**Labeled area outline data**:
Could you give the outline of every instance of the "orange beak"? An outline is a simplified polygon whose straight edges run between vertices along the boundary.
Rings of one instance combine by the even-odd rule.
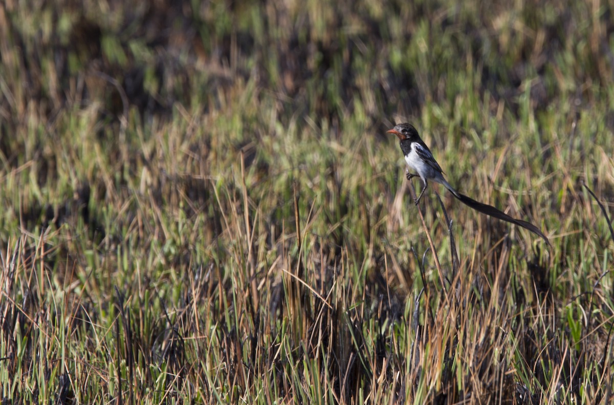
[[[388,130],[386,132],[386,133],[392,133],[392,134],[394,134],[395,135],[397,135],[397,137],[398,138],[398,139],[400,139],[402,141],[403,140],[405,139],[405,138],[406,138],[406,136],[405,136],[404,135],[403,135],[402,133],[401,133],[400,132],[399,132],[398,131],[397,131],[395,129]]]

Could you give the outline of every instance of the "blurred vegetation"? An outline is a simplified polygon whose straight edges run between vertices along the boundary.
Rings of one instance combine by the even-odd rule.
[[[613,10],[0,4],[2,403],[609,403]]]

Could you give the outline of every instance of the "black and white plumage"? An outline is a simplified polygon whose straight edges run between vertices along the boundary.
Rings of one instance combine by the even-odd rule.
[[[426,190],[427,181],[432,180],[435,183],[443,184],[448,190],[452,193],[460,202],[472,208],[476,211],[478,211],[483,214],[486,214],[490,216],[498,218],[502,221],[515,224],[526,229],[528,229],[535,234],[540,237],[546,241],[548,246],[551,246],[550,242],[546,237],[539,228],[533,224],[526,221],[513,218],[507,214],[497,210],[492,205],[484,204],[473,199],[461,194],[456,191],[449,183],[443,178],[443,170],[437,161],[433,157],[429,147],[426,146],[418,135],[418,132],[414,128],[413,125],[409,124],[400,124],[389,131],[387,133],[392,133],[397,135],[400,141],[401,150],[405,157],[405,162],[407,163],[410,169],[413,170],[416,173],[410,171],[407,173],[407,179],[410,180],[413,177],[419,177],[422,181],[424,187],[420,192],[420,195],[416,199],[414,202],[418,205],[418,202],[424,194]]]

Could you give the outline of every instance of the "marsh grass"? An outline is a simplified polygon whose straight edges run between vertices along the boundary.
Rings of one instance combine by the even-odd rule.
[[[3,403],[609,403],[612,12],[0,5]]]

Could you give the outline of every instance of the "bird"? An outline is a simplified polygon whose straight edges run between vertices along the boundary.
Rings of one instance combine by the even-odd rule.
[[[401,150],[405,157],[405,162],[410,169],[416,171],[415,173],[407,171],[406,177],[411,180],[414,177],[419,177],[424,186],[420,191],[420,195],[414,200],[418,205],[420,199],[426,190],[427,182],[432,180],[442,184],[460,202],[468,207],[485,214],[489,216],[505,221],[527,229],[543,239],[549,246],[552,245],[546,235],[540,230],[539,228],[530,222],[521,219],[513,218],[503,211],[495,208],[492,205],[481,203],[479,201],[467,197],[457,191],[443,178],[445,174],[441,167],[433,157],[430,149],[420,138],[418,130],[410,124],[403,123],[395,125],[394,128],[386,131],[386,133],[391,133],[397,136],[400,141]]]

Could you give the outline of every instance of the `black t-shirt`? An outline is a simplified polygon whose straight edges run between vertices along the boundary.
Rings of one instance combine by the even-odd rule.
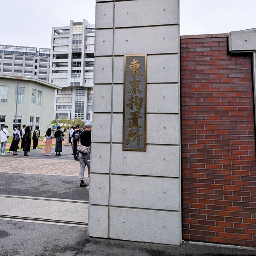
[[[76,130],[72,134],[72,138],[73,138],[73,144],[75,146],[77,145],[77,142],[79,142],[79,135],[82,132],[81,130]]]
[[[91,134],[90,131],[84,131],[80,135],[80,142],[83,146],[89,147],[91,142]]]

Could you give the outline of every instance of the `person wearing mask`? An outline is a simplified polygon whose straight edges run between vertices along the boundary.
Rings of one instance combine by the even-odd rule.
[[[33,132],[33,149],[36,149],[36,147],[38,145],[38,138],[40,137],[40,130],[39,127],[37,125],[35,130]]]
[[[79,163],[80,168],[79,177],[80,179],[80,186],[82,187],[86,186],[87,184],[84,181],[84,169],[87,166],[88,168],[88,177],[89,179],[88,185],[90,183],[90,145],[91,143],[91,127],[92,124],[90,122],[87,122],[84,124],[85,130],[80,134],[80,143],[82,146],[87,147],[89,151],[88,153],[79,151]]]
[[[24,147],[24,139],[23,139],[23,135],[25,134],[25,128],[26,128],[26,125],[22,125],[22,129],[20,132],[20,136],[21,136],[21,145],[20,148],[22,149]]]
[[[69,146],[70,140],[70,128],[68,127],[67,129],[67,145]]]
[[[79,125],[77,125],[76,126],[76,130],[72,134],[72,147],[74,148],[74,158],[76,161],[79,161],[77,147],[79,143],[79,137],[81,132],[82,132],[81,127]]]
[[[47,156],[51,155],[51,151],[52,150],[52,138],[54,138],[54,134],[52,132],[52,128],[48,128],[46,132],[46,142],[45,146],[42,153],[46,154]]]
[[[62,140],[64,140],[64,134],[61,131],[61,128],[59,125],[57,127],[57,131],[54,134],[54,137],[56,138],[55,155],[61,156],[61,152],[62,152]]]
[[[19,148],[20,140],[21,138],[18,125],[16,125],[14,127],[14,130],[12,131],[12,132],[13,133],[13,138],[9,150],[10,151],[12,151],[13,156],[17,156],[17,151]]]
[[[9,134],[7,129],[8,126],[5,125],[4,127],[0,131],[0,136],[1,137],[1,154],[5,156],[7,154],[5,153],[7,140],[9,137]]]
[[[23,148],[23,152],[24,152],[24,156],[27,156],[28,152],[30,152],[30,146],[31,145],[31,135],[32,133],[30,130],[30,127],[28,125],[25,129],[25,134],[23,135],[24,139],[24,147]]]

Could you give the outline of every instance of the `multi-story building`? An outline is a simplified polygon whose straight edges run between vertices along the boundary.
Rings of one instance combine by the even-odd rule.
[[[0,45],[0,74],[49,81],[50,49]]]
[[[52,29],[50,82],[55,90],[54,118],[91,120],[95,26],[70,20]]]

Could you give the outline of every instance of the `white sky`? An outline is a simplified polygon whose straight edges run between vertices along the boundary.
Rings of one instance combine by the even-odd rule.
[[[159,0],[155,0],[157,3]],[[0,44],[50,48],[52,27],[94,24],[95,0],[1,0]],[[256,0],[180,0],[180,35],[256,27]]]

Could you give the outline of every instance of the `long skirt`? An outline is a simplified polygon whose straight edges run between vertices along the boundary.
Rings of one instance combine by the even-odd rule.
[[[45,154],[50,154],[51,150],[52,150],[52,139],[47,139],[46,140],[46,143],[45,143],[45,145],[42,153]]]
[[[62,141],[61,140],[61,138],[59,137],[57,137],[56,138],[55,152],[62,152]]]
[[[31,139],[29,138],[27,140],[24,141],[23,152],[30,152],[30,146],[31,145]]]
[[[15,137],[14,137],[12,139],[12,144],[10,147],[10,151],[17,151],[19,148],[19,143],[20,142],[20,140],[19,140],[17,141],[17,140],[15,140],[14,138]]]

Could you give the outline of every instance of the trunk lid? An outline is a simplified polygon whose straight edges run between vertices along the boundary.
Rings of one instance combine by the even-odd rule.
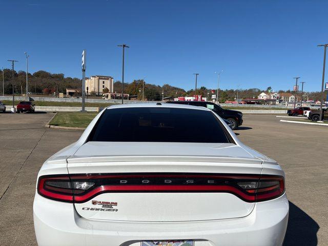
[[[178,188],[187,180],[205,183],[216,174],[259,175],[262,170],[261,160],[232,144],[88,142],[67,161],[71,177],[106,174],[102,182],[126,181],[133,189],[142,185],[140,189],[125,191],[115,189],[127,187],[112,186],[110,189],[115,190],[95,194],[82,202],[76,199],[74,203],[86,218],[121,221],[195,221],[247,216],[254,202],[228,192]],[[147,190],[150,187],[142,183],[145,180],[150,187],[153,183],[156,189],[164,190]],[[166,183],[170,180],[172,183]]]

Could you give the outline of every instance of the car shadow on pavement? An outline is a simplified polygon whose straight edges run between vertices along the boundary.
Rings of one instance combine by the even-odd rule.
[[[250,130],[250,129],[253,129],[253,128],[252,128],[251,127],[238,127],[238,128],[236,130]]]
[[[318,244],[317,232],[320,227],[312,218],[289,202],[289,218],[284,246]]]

--

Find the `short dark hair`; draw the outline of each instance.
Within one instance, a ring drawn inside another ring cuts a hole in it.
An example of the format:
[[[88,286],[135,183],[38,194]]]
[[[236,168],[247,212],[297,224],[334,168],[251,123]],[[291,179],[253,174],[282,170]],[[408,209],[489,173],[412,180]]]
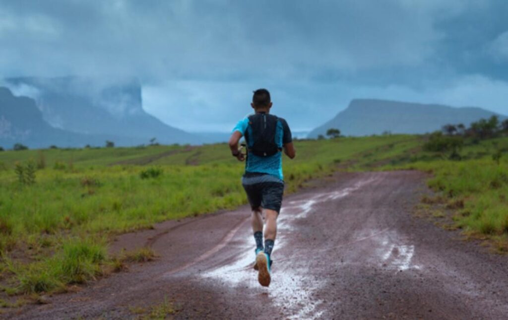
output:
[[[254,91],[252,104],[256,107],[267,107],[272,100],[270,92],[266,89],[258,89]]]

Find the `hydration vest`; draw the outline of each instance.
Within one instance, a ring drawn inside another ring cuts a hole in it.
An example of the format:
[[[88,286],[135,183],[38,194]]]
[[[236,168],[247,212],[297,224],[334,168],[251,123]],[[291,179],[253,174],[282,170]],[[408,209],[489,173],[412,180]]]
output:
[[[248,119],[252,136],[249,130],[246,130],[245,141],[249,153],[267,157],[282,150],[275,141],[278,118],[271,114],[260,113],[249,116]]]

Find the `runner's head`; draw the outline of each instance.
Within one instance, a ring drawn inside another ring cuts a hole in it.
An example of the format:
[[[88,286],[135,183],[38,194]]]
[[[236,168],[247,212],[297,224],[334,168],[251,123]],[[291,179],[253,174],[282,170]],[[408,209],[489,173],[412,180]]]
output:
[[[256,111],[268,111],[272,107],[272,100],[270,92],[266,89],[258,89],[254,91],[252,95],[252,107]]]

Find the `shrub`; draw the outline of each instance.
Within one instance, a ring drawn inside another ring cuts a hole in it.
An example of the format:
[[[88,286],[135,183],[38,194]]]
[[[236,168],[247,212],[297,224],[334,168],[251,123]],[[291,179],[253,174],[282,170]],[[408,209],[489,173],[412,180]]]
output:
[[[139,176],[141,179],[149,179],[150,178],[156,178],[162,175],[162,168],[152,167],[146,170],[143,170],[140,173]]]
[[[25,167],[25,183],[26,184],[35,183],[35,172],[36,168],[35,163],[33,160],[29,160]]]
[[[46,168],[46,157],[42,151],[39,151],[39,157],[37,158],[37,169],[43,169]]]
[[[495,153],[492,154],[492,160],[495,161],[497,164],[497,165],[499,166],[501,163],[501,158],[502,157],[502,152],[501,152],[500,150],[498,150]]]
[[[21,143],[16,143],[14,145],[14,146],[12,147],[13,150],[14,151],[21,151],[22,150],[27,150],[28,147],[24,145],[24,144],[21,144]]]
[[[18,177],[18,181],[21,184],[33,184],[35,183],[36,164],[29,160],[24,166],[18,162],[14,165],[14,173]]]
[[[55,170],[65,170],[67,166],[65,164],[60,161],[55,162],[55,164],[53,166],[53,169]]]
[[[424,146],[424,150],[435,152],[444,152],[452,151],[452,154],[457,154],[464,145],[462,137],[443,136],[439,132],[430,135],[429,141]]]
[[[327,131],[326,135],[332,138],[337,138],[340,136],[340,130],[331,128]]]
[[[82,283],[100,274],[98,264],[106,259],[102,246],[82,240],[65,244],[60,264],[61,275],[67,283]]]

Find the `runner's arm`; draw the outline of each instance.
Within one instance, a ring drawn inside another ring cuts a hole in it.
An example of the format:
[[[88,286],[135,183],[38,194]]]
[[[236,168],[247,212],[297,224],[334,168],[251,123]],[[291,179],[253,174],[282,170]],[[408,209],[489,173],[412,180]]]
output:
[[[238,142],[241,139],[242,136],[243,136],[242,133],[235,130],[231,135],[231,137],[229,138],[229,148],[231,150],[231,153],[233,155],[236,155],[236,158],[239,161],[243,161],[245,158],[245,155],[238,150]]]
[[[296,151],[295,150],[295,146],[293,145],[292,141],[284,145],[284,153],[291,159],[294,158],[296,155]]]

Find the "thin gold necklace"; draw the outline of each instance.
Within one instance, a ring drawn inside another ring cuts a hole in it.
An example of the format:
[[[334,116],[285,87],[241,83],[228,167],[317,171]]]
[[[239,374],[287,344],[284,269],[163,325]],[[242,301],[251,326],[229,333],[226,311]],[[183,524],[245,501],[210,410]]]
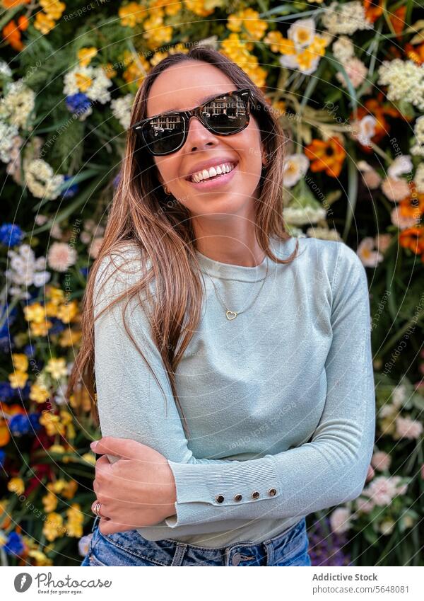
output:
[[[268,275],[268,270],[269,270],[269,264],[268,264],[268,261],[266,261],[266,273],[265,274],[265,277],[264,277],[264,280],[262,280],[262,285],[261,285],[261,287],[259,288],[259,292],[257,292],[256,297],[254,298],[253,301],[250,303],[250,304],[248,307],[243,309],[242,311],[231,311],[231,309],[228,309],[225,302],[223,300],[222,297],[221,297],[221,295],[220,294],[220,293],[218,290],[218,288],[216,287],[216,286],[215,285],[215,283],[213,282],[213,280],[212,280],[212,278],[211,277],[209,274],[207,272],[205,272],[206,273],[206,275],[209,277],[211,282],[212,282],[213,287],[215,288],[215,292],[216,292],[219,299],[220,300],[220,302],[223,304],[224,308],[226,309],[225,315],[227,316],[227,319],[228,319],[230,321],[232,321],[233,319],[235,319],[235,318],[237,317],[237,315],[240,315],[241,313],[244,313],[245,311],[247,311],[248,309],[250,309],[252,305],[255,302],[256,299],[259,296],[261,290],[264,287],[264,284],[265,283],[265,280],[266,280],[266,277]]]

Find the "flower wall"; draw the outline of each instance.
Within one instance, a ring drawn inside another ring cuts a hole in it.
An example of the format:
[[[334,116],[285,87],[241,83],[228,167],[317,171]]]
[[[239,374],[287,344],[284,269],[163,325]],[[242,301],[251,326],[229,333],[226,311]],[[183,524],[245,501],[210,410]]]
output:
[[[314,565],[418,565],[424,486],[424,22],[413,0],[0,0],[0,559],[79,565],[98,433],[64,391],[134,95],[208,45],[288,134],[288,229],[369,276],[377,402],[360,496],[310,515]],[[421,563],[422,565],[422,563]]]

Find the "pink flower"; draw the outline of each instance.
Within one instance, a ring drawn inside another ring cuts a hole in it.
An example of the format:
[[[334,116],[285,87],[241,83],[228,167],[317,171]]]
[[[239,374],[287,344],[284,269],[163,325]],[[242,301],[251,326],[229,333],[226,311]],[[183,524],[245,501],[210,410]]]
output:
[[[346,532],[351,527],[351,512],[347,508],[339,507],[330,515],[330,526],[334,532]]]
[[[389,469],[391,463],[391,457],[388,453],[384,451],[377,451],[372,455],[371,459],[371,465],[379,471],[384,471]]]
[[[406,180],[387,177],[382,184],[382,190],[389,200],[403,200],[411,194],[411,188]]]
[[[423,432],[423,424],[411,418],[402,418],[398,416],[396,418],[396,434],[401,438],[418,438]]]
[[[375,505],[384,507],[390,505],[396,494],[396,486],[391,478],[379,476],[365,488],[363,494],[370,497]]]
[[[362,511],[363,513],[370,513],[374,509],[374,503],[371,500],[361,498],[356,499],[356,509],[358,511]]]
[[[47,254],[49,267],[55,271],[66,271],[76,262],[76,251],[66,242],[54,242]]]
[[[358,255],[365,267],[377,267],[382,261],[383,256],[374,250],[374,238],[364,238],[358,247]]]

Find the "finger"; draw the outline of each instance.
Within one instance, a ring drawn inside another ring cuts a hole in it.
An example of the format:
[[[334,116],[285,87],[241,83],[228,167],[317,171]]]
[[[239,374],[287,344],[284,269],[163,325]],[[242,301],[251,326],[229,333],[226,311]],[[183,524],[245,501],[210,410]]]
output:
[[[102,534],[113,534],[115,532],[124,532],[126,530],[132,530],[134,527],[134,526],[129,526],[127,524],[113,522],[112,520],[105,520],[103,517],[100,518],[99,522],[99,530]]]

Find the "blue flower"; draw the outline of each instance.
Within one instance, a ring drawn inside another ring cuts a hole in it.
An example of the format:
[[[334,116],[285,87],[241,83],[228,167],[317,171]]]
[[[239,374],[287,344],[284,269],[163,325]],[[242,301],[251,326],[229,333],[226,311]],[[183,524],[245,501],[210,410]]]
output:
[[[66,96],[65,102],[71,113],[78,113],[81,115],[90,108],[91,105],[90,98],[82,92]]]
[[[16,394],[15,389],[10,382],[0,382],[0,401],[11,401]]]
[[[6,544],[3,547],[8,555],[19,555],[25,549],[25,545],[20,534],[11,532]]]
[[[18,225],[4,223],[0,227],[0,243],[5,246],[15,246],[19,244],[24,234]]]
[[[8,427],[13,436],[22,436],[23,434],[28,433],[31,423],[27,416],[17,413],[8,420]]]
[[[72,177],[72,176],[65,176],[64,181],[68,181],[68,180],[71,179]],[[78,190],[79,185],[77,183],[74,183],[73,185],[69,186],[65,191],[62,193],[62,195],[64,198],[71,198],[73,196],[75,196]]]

--

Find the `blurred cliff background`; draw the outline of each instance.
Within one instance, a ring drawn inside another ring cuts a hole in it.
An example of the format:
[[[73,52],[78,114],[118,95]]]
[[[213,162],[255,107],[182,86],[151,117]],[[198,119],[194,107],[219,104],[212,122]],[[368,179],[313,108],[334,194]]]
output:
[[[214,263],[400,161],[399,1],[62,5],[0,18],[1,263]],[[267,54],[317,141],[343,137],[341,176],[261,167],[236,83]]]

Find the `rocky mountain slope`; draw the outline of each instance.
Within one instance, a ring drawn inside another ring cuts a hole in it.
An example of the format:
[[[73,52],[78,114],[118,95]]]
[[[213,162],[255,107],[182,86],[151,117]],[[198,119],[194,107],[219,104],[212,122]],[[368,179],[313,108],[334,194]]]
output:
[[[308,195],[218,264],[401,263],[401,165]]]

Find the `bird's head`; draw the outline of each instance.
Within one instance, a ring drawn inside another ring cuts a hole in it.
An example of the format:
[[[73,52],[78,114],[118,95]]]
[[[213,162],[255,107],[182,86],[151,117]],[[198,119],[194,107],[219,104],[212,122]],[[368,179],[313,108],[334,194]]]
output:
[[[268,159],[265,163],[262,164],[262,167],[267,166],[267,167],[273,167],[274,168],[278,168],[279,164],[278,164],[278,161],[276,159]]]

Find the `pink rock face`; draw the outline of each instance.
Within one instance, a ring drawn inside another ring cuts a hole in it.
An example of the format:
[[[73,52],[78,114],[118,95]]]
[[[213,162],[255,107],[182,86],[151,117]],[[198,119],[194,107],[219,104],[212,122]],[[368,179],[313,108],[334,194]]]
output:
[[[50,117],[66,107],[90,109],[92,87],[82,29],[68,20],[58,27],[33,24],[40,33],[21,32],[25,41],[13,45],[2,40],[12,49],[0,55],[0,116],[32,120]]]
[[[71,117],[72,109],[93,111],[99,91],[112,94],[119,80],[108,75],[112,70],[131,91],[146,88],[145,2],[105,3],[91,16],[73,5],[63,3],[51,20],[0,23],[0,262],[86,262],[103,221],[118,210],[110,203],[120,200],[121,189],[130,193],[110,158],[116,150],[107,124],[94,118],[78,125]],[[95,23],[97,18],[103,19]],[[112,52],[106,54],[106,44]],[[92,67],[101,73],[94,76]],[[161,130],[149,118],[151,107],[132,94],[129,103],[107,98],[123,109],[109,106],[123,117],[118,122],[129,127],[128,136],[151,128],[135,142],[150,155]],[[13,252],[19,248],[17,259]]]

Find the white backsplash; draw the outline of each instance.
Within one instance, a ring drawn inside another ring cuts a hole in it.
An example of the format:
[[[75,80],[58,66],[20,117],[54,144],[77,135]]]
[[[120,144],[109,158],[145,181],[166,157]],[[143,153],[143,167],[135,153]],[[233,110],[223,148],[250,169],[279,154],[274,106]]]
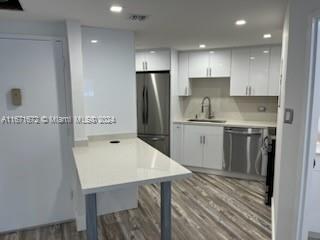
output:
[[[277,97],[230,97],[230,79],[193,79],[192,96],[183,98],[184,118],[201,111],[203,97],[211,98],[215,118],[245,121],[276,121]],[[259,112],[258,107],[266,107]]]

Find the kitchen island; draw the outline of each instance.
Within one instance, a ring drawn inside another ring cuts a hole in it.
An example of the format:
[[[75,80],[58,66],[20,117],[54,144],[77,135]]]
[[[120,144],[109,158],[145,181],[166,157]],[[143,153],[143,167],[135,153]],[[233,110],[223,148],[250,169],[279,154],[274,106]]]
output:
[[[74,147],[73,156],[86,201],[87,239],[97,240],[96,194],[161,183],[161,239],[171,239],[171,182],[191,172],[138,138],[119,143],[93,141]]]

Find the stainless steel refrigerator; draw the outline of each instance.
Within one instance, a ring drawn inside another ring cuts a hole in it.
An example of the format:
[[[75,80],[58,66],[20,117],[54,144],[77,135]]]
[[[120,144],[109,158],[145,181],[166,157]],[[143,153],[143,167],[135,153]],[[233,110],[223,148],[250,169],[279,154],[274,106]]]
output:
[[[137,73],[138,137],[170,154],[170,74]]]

**Your objective**: Please give back, unchanged, everything in the data from the line containing "Find the white" down to the line containing "[[[137,73],[138,137],[170,154],[170,74]]]", both of those lines included. Leave the pictures out.

**Solution to the exercise**:
Find the white backsplash; draw the outline of each instance.
Within one instance, a ring drawn inside another ring cuts a hole in it.
An example of the format:
[[[75,80],[58,66],[20,117],[54,144],[77,135]]]
[[[120,144],[109,158],[145,181],[166,157]],[[143,153],[143,167],[135,153]],[[233,110],[223,148],[250,169],[279,154],[274,106]]]
output:
[[[277,97],[230,97],[230,79],[193,79],[192,96],[183,98],[184,118],[201,111],[203,97],[211,98],[215,118],[245,121],[276,121]],[[259,112],[258,107],[266,107]]]

Find the kitchen island; draw the outline of each instance.
Within one instance, a ring drawn inside another ring cuts a hole in it.
An example of the format:
[[[75,80],[58,66],[20,117],[54,144],[77,135]]]
[[[120,144],[109,158],[145,181],[166,157]],[[143,153],[143,167],[135,153]],[[233,110],[223,148],[250,169],[279,154],[274,106]]]
output:
[[[74,147],[73,156],[86,201],[87,239],[97,240],[96,194],[161,183],[161,239],[171,239],[171,182],[191,172],[138,138],[119,143],[93,141]]]

Find the stainless steel refrigerator; draw the outline of each instance.
Within one instance, a ring drawn inside another ring cuts a hole in it.
An example of the format:
[[[75,80],[58,66],[20,117],[54,144],[77,135]]]
[[[120,144],[109,158],[145,181],[166,157]],[[143,153],[143,167],[135,153]],[[233,110],[223,148],[250,169],[279,154],[274,106]]]
output:
[[[137,73],[138,137],[170,154],[170,74]]]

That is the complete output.